• [Input records]
#####

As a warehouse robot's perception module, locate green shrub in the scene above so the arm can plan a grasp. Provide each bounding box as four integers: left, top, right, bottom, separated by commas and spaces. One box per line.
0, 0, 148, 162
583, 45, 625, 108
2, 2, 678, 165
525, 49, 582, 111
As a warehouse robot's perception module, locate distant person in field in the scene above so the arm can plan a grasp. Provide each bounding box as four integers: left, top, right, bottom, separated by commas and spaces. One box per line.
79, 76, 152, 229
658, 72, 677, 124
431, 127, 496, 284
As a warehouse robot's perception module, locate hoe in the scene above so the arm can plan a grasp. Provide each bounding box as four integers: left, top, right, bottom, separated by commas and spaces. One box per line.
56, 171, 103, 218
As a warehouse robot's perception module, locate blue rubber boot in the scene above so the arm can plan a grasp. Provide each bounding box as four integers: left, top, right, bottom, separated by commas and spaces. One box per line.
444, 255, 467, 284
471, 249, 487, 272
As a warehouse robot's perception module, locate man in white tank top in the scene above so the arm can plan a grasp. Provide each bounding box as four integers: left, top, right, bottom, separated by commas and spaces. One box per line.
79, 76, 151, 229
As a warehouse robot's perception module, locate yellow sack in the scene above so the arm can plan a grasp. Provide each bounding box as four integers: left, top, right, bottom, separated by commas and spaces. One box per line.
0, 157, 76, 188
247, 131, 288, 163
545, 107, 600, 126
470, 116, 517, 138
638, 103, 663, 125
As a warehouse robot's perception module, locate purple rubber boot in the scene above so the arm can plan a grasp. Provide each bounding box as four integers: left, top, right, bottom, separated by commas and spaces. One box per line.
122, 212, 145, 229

#####

• [Description of the task] Reprint the listing above. Keep every line exactly as it is.

• [Exercise output]
As a warehouse robot's perception module, locate green shrub in the scene above so the arm can plan a grasp. Provide each bounding box as four integers: left, top, right, bottom, separated by commas and spaces. One box per line.
0, 0, 148, 162
583, 45, 625, 108
2, 2, 678, 165
525, 49, 582, 111
As a warehouse robot's perception module, locate distant person in field in the scene above so the arm can plan a grasp. Provide each bounding box as four integers: left, top, right, bottom, separated by commas and spaces. One box per line.
79, 76, 152, 229
658, 72, 677, 124
431, 127, 496, 284
As a warehouse robot's perception module, locate hoe in the scene above so the arm can plan a grasp. Provide each bounding box as four integers: left, top, right, bottom, separated by commas and spaces. One box per line.
56, 171, 103, 218
As a warehouse robot's perception module, locate blue rubber boot in the scene above so the arm can plan a grasp. Provide each bounding box as four integers: left, top, right, bottom, separated by commas and spaces. One box per line.
444, 255, 467, 284
471, 249, 487, 272
As a warehouse robot's perception module, locate man in white tank top in the scene above so the arm can plan a grasp. Provide each bounding box as four integers: left, top, right, bottom, separated by commas and spaces. One box per line.
79, 76, 151, 229
As a warehouse robot's perception module, locate yellow sack in the scene above so the arm can plan a grasp. Provide each bounding box as four integers: left, top, right, bottom, separated by commas and spaces. One box per line.
0, 157, 76, 188
247, 131, 288, 163
545, 107, 600, 126
470, 116, 517, 138
638, 103, 663, 125
As a warehouse robot's perception module, locate purple rubber boot in the scene above so the arm can plan a grasp. Provide each bounding box as four integers: left, top, right, bottom, separated by commas and spaces. One box per line.
122, 212, 145, 229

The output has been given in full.